==== Raw records ====
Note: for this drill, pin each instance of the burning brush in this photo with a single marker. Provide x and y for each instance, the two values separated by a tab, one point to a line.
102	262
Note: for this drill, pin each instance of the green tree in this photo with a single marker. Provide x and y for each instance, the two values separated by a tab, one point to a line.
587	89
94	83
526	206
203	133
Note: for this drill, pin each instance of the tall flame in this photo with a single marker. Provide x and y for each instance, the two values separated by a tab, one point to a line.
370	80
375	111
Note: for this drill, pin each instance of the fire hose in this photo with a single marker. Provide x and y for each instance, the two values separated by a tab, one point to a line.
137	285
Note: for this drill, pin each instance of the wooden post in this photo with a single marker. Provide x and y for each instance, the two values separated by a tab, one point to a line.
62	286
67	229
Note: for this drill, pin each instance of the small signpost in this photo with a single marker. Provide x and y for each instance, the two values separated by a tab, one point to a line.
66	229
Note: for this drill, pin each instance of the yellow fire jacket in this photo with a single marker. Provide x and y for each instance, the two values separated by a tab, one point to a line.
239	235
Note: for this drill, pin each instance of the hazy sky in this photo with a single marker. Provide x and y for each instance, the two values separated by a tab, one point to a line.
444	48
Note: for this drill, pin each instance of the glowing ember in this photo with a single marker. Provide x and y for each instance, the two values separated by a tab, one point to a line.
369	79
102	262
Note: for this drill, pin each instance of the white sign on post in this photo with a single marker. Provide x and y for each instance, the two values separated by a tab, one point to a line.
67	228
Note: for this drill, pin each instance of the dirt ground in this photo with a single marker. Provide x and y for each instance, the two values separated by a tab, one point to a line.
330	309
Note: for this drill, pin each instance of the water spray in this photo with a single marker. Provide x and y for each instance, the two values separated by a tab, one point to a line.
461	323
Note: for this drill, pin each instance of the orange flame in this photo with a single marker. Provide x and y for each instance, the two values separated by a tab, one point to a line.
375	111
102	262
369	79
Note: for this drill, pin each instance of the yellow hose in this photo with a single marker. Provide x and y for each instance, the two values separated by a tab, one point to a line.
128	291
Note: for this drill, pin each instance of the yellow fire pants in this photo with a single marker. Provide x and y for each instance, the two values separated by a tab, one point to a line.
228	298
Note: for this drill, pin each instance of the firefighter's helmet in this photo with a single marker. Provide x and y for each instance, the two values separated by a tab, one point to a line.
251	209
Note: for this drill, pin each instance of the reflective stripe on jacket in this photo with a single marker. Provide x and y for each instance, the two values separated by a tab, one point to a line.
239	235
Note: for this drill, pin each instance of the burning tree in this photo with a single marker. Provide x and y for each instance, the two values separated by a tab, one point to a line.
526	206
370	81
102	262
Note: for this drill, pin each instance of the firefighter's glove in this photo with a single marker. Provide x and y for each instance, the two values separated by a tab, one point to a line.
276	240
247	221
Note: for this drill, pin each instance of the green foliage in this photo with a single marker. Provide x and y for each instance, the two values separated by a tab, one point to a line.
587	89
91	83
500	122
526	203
====
__Description of the task__
Return all the data exactly as given.

__Output for this exercise__
Note: for this drill, pin each instance of the burning brush in this photo with a single marker. Provide x and y for each instance, the two values separated by a tab, one point to a line.
102	262
Note: for this drill, pin each instance of the green tree in this photo with a single marker. Provide x and y for each instance, the two values separated by a tab, one point to a line.
587	89
94	83
526	206
203	133
Note: for this drill, pin each instance of the tall flame in this photo with a single marker. Provide x and y for each instance, the two values separated by a tab, one point to a line.
370	80
375	111
Note: for this drill, pin each instance of the fire hose in this photo with a single marker. Provide x and y for each instance, the two values separated by a tab, one point to a line.
137	285
Note: for this drill, pin each instance of the wooden post in this photo with a single marker. Provide x and y for each instance, the two values separated by a tab, one point to a line.
62	286
67	229
Note: for this drill, pin each instance of the small signpost in this photo with a single marker. Provide x and y for each instance, the two values separated by a tab, one point to a line.
66	229
Note: for this drill, pin each instance of the yellow fire jacket in this photo with a single marker. Provide x and y for each instance, the two values separated by a tab, one point to a line.
239	235
Note: for this drill, pin each instance of the hazy sky in this photo with a single marker. Provide x and y for each instance, the two values separated by a tab, one point to a line.
444	48
Note: for this drill, pin each instance of the glowing ember in this photo with a single marker. Provide x and y for each instance, the two values separated by a tab, one point to a line.
369	79
102	262
Note: for this drill, pin each instance of the white sign on post in this photo with a single marker. Provide x and y for each instance, the two values separated by a tab, one point to a line.
67	228
Note: for this drill, pin each instance of the dirt ground in this photo with a single marker. Provide x and y for each instance, the two values separated by a tab, one point to a line.
330	309
Note: for this drill, pin each instance of the water spray in this photo with a single marker. Provide x and y for each instance, the two values separated by a tab, one point to a line.
461	323
Note: for this drill, pin each instance of the orange flame in this photo with a single marker. Provide x and y for each instance, the two values separated by a tab, one point to a line.
375	111
102	262
369	79
Note: for this drill, pin each instance of the yellow hose in this photo with a single marker. Provide x and y for each instance, the two values separated by a tab, one point to a line.
128	291
Note: for this drill, pin each instance of the yellow fire pants in this photo with a single marker. Provide x and y for each instance, the two values separated by a tab, one point to a line.
228	298
Note: for this drill, pin each instance of the firefighter's helmet in this photo with a single marker. Provide x and y for each instance, the two values separated by a tab, one point to a line.
251	209
Note: for this drill, pin each instance of the reflective stripe on jacket in this photo with a single marker. Provide x and y for each instance, the two values separated by a tab, one point to a line.
239	235
Note: for this drill, pin each instance of the burning tree in this photo with a single marker. Provide x and y for each instance, the two values separated by a tab, one point to a line.
526	206
370	81
102	262
Note: for this drill, pin each instance of the firefighter's glove in this photo with a single marker. Provide x and y for each instance, the two values separated by a tab, one point to a line.
276	240
247	221
Note: for this drill, pin each instance of the green foliage in this photo with a single marker. Provide x and y for each instance, the two values separated by a tab, one point to a line.
587	89
91	83
500	122
526	203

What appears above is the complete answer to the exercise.